• [Assigned task] Among the lines of the data, copy those that hold "tree".

Information given Block Start

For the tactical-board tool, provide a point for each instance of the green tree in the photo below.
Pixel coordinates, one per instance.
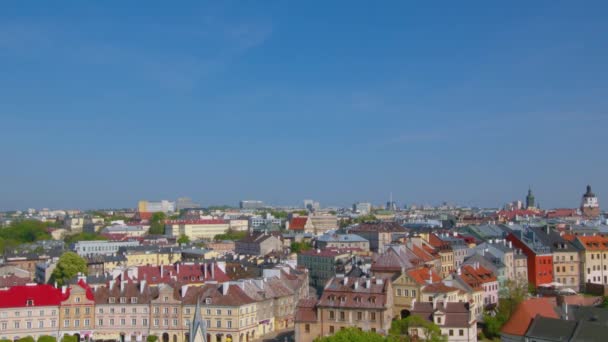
(430, 331)
(297, 247)
(183, 239)
(68, 266)
(230, 235)
(157, 223)
(83, 237)
(26, 339)
(352, 335)
(46, 338)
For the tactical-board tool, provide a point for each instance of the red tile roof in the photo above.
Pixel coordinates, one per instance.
(298, 223)
(593, 243)
(41, 295)
(421, 275)
(524, 314)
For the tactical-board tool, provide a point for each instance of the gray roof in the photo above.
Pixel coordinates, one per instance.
(341, 238)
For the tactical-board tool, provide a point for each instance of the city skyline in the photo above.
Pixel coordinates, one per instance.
(106, 104)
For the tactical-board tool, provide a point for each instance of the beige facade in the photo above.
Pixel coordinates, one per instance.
(77, 312)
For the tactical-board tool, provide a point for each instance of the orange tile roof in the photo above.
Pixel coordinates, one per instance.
(421, 275)
(594, 243)
(524, 314)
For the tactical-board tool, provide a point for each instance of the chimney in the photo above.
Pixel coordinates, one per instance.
(184, 290)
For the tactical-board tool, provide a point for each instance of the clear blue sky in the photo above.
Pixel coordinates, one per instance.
(105, 103)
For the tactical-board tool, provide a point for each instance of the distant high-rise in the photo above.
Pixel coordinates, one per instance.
(530, 200)
(163, 206)
(186, 203)
(590, 206)
(251, 204)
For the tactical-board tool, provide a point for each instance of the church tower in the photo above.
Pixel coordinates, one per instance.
(590, 206)
(530, 200)
(198, 330)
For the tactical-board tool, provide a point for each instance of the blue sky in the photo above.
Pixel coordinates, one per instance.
(105, 103)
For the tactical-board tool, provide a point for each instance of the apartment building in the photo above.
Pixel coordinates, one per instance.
(196, 229)
(29, 310)
(345, 303)
(77, 311)
(122, 311)
(594, 254)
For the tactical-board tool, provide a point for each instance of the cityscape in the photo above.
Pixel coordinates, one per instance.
(284, 171)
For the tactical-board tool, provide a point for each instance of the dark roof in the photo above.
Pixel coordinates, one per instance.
(552, 329)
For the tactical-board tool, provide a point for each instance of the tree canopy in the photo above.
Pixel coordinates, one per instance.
(297, 247)
(183, 239)
(352, 335)
(157, 223)
(83, 237)
(24, 231)
(68, 266)
(230, 235)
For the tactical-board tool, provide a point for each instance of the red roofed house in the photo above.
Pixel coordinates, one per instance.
(302, 224)
(347, 302)
(77, 312)
(540, 257)
(30, 310)
(407, 288)
(518, 324)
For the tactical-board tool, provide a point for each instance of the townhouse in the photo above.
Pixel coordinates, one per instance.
(345, 303)
(29, 310)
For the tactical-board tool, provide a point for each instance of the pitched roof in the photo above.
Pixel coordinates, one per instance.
(422, 274)
(306, 311)
(298, 223)
(524, 314)
(41, 295)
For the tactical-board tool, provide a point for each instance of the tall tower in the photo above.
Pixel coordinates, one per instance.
(590, 206)
(530, 201)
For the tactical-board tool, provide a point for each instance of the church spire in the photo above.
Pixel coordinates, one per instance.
(198, 330)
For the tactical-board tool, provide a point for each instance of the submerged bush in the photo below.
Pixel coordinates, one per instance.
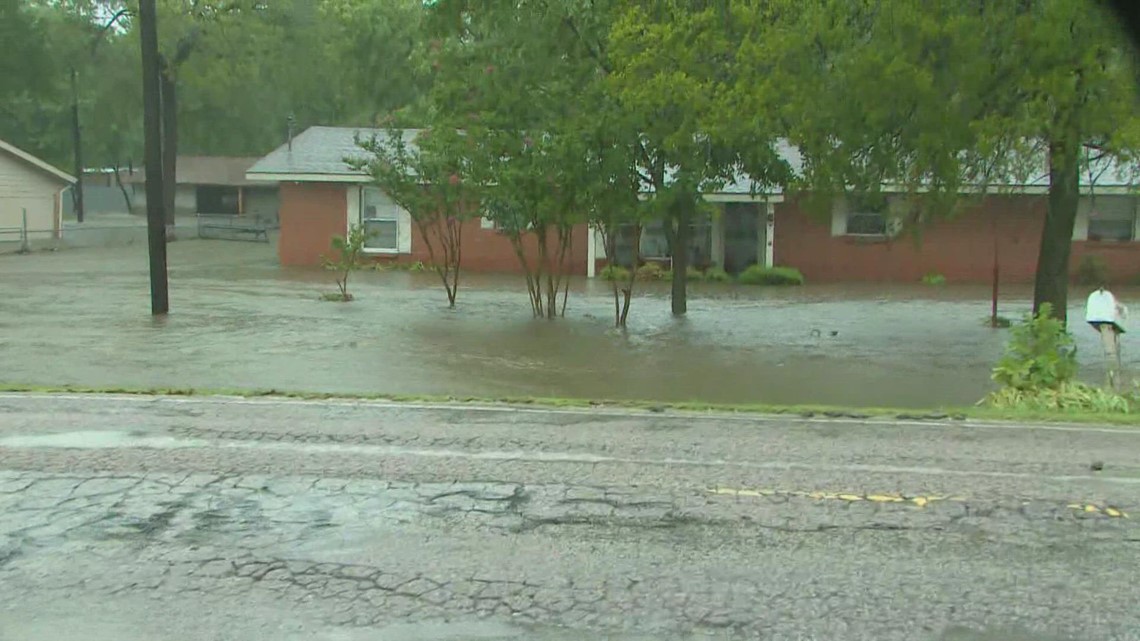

Information given Block End

• [Exercise answer]
For the tactical-board tool, provide a point for each instance of the green tree in the photo below.
For the tactical-board tool, provide a point for each instance of the tree canopy in the photo above.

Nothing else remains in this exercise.